Instructions for the task: Count the lines in the data below that contain the word "yellow", and give only that number.
[start]
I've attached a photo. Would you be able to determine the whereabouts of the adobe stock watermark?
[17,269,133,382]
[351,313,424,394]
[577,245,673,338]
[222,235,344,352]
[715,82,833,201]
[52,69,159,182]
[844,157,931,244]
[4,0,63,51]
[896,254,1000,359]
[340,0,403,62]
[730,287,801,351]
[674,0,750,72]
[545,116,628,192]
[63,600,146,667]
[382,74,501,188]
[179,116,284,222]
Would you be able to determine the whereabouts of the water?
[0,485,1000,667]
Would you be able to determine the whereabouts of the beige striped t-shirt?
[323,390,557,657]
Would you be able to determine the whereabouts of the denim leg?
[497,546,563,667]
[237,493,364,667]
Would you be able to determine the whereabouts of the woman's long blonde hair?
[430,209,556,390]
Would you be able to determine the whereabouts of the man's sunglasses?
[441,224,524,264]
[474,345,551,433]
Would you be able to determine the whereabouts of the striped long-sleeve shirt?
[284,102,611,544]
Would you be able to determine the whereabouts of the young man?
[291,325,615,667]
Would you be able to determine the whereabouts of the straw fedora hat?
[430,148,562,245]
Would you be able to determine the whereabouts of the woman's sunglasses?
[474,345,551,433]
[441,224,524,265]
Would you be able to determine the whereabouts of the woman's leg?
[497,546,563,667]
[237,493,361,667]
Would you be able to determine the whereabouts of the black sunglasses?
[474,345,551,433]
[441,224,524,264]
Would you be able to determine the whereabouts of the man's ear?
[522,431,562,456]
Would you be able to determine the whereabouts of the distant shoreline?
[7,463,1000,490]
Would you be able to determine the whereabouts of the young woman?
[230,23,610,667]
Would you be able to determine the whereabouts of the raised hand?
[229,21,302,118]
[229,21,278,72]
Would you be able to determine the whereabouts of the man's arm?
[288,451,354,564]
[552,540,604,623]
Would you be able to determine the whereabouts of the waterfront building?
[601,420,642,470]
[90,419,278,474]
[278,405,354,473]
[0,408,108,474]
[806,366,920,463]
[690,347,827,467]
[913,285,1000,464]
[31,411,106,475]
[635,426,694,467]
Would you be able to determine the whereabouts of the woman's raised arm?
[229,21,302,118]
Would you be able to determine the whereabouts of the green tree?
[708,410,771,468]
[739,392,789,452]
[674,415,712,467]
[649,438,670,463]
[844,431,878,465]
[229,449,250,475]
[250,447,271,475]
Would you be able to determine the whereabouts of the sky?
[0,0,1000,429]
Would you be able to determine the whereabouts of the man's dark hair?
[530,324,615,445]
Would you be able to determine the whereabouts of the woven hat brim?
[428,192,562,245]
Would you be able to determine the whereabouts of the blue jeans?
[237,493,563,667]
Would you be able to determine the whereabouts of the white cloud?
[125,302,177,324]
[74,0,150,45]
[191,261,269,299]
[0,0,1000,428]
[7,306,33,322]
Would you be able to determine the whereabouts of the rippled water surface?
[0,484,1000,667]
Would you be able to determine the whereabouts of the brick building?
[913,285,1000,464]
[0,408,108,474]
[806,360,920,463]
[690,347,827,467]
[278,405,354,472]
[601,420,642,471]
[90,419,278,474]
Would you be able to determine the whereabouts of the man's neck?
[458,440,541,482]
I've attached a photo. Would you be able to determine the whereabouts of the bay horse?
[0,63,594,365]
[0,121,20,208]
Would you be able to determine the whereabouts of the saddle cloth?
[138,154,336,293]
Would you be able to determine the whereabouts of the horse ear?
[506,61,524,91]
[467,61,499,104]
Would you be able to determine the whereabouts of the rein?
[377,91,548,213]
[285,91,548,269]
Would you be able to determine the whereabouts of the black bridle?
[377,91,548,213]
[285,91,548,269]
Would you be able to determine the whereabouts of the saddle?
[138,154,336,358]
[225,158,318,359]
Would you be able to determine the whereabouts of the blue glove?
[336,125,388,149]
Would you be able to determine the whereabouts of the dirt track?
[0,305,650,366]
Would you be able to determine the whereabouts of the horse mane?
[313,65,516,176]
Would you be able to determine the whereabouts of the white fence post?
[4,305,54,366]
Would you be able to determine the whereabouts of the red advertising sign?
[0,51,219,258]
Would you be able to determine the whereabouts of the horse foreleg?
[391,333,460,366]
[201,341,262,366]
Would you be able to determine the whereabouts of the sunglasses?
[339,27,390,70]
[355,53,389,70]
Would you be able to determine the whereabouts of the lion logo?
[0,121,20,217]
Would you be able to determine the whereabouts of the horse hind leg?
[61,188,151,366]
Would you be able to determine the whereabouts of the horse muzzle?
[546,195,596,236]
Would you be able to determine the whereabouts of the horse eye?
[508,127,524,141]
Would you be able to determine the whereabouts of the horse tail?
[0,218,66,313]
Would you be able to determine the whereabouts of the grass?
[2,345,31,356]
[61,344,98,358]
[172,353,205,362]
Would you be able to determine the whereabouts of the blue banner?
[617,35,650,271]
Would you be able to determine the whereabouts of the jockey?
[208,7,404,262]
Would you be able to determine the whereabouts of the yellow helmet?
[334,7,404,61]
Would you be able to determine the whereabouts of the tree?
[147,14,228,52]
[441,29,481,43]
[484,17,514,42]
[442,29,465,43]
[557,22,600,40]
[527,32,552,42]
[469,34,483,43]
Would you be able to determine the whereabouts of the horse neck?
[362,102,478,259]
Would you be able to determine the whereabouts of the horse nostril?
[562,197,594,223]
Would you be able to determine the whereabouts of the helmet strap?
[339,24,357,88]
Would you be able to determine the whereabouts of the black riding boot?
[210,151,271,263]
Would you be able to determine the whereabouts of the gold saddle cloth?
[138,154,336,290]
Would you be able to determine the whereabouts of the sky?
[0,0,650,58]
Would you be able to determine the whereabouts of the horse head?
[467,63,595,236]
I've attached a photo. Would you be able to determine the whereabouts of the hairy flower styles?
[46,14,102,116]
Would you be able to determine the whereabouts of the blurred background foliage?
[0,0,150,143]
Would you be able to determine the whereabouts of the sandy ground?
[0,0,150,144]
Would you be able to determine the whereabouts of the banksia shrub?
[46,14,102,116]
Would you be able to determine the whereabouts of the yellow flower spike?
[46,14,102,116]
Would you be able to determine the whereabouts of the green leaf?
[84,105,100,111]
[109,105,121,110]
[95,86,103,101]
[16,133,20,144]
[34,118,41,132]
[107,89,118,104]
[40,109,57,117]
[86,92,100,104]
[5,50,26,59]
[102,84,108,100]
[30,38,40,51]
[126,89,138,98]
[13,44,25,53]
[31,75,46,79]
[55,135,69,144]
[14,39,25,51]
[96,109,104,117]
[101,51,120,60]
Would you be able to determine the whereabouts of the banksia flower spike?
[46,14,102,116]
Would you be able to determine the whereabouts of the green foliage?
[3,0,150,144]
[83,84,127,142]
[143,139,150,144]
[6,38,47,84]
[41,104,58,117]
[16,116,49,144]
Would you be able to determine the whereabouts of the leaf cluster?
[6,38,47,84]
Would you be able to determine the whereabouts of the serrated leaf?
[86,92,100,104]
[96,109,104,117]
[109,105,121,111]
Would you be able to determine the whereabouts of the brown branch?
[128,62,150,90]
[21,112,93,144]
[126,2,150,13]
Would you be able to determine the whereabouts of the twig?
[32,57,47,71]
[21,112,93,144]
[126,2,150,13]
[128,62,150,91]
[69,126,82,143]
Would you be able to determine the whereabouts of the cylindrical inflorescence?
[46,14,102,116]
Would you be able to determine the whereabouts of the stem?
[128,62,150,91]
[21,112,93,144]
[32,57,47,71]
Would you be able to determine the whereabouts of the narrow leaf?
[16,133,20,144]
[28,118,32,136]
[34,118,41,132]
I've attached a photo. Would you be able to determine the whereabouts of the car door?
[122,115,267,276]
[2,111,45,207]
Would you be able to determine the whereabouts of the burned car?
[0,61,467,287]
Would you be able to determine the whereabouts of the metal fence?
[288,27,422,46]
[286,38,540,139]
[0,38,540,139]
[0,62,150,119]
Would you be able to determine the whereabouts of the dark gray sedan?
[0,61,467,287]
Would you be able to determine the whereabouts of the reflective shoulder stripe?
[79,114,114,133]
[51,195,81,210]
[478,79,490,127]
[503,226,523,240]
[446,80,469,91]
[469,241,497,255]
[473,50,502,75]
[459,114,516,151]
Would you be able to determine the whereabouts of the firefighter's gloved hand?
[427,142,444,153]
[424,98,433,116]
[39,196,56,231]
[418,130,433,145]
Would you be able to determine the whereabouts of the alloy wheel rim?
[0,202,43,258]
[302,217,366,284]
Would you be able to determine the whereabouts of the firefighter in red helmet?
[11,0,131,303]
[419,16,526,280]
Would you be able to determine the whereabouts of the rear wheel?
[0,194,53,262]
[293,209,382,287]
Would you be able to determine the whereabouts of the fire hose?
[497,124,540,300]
[end]
[start]
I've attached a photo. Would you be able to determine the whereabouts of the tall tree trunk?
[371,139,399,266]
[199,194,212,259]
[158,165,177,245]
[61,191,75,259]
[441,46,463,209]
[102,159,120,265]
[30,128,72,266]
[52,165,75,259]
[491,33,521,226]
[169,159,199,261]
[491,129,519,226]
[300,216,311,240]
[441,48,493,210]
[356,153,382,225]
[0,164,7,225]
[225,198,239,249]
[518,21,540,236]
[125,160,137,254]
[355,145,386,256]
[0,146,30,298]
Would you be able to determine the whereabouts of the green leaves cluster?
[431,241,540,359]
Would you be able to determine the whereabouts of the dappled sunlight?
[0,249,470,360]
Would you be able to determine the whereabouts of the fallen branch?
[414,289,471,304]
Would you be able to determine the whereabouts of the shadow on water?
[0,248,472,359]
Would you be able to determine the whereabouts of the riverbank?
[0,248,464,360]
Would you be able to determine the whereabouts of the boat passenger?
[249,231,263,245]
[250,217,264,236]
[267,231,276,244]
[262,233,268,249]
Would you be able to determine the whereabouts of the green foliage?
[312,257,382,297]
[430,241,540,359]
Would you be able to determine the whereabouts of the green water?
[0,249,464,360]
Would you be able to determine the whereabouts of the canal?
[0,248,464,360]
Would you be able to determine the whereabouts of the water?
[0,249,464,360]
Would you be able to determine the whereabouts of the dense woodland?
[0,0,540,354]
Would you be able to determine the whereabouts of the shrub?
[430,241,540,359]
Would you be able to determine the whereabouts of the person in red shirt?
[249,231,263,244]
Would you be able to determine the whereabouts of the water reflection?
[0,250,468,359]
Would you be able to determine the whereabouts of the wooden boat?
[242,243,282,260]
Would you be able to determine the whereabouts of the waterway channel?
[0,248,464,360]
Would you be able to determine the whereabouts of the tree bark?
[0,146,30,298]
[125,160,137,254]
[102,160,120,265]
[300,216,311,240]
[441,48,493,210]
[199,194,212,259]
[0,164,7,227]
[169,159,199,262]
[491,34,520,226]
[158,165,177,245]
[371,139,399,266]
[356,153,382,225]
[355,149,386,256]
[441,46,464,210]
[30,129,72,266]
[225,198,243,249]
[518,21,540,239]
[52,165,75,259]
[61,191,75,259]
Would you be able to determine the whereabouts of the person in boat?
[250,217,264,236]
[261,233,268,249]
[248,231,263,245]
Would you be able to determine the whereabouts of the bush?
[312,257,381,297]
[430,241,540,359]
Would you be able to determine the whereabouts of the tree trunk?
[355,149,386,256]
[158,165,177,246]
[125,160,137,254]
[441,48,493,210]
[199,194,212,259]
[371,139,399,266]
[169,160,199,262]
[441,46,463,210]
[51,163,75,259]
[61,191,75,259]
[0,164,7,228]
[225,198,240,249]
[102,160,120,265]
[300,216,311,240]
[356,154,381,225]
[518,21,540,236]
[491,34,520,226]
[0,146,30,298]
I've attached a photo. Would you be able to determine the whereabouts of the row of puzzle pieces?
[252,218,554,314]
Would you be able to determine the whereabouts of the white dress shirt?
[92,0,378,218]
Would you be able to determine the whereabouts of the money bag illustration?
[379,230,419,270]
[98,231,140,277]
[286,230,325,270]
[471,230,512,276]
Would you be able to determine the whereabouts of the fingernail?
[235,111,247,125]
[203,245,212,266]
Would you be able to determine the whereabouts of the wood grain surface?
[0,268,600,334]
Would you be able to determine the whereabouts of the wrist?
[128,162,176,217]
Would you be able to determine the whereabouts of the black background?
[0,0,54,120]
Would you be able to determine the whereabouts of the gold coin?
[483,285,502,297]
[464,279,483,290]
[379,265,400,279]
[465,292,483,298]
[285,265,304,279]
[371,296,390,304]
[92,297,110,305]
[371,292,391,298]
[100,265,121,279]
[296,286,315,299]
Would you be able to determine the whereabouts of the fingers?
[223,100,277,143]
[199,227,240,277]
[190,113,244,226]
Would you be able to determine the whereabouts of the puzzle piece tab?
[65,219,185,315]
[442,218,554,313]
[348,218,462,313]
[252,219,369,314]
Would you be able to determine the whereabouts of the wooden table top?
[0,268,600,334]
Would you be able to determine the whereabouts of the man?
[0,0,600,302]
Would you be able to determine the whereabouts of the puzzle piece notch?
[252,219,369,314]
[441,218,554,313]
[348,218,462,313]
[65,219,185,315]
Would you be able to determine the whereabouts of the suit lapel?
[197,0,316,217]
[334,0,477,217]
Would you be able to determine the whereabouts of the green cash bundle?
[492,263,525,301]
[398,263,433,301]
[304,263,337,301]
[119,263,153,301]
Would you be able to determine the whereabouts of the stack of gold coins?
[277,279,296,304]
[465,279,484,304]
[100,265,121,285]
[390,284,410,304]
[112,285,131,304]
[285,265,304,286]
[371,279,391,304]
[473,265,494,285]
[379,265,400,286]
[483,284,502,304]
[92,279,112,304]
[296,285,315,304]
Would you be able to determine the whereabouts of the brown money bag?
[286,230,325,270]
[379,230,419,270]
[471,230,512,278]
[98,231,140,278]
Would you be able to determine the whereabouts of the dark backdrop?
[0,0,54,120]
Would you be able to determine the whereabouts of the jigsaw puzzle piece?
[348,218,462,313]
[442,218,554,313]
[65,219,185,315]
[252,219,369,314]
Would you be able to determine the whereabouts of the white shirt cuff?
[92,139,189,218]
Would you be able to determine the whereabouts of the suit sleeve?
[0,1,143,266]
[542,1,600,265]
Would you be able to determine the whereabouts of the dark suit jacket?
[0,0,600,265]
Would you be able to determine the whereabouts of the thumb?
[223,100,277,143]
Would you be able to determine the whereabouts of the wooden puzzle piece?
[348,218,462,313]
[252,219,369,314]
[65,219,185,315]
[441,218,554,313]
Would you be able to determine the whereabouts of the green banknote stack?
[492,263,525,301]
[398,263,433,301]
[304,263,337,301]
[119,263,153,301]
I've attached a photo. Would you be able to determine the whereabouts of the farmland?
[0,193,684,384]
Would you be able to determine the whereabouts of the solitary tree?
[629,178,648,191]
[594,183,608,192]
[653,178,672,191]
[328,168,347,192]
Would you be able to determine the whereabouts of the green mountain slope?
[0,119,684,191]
[end]
Expected answer: 2